+++ Document +++

Every block in Automate is either an action or a decision. Action blocks carry out a task: adjust a volume level, send a message, play a sound, or fetch data from the internet. Decision blocks check whether a condition is true and route the flow in different directions depending on the answer. This is similar to how you can use logic in Tasker to set multiple conditions, but Automate visualizes the “YES” and “NO” paths as physical lines.

The colored dots on each block are how you wire them together. A blue GO or OK dot on one block connects to a blue IN dot on the next. Decision blocks also show colored outcome dots, such as a green YES and a red NO, each of which can branchto a different path. You connect them by pressing and holding a dot, then dragging the line that appears over to the target dot on another block.

A canvas, some blocks, and a short learning curve

Building your first flow is easier than you think it should be

The flow I built does one thing very well: it monitors my location and, when I arrive at a specific spot, drops my ring volume to 50 percent. When I leave, it resets the volume right back to 100. The whole flow has four blocks, takes about five minutes to assemble, and has not required a single manual adjustment since I turned it on.

To build it, I tapped “+” on the canvas, opened the Location category in the block menu, and added a block called Location at? This is a decision block, so it arrives on the canvas with a YES dot and a NO dot branching from it. Tapping the block opens its settings screen, where a prominent button reads Pick location on map. Tapping that launches a map view where you drop a pin on your target location.

Once you save it, the block displays the coordinates directly on the canvas, confirming it knows exactly where to watch. In the Proceed dropdown at the top of the settings screen, I selected “When changed,” which tells the block to pause and wait until my location status relative to that point actually shifts, rather than constantly checking and draining the battery.

+++ Data shown +++

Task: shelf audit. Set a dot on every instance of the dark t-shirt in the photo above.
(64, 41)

+++

§ Exercise 1
Summarize the Automate article in two sentences.
§ Exercise 2
In the Automate article, which option did the writer select in the Proceed dropdown of the Location at? block?
§ Exercise 3
Carry on the Automate article, picking up after its final sentence.

§ Exercise output 1
In Automate, every block is either an action that carries out a task or a decision that checks a condition and routes the flow along YES and NO paths, and blocks are wired together by dragging lines between their colored dots. The author built a four-block flow that drops the ring volume to 50 percent on arrival at a chosen spot and resets it to 100 on leaving, starting with a Location at? decision block whose Proceed option is set to "When changed" so it waits for the location status to shift rather than constantly checking.

§ Exercise output 2
"When changed."

§ Exercise output 3
With the location block placed and configured, I opened the block menu again, this time expanding the “Camera & Sound” category, and added an “Audio volume set” block. This block lets you dial in a specific volume level and choose which audio stream it affects: Ring, Music, Alarm, Notification, Text-to-Speech, and several others.

I set one instance to Ring at 50 percent for the YES path (when I’m at the location), and a second instance to Ring at 100 percent for the NO path (when I’m not). I dragged the YES dot from the location block to the IN dot of the 50 percent volume block, and the NO dot to the IN dot of the 100 percent block. Then I looped both volume blocks back to the IN dot of the location block, so the flow keeps monitoring in a continuous cycle rather than running once and stopping.

Once the canvas looked right, I tapped the back arrow to leave the editor, which brought up the flow’s detail screen. This screen shows a START button, a STOP button, and a section called Privileges that lists all system permissions the flow needs to run. For this particular flow, I checked “access location in the background,” “change your audio settings,” “access Do Not Disturb settings,” and “ignore battery optimizations.” Automate is transparent about what each permission enables, and nothing gets checked without your deliberate tap. Before hitting START, the app also prompts you to give the flow a title. I named mine “Reduce ring volume at work.”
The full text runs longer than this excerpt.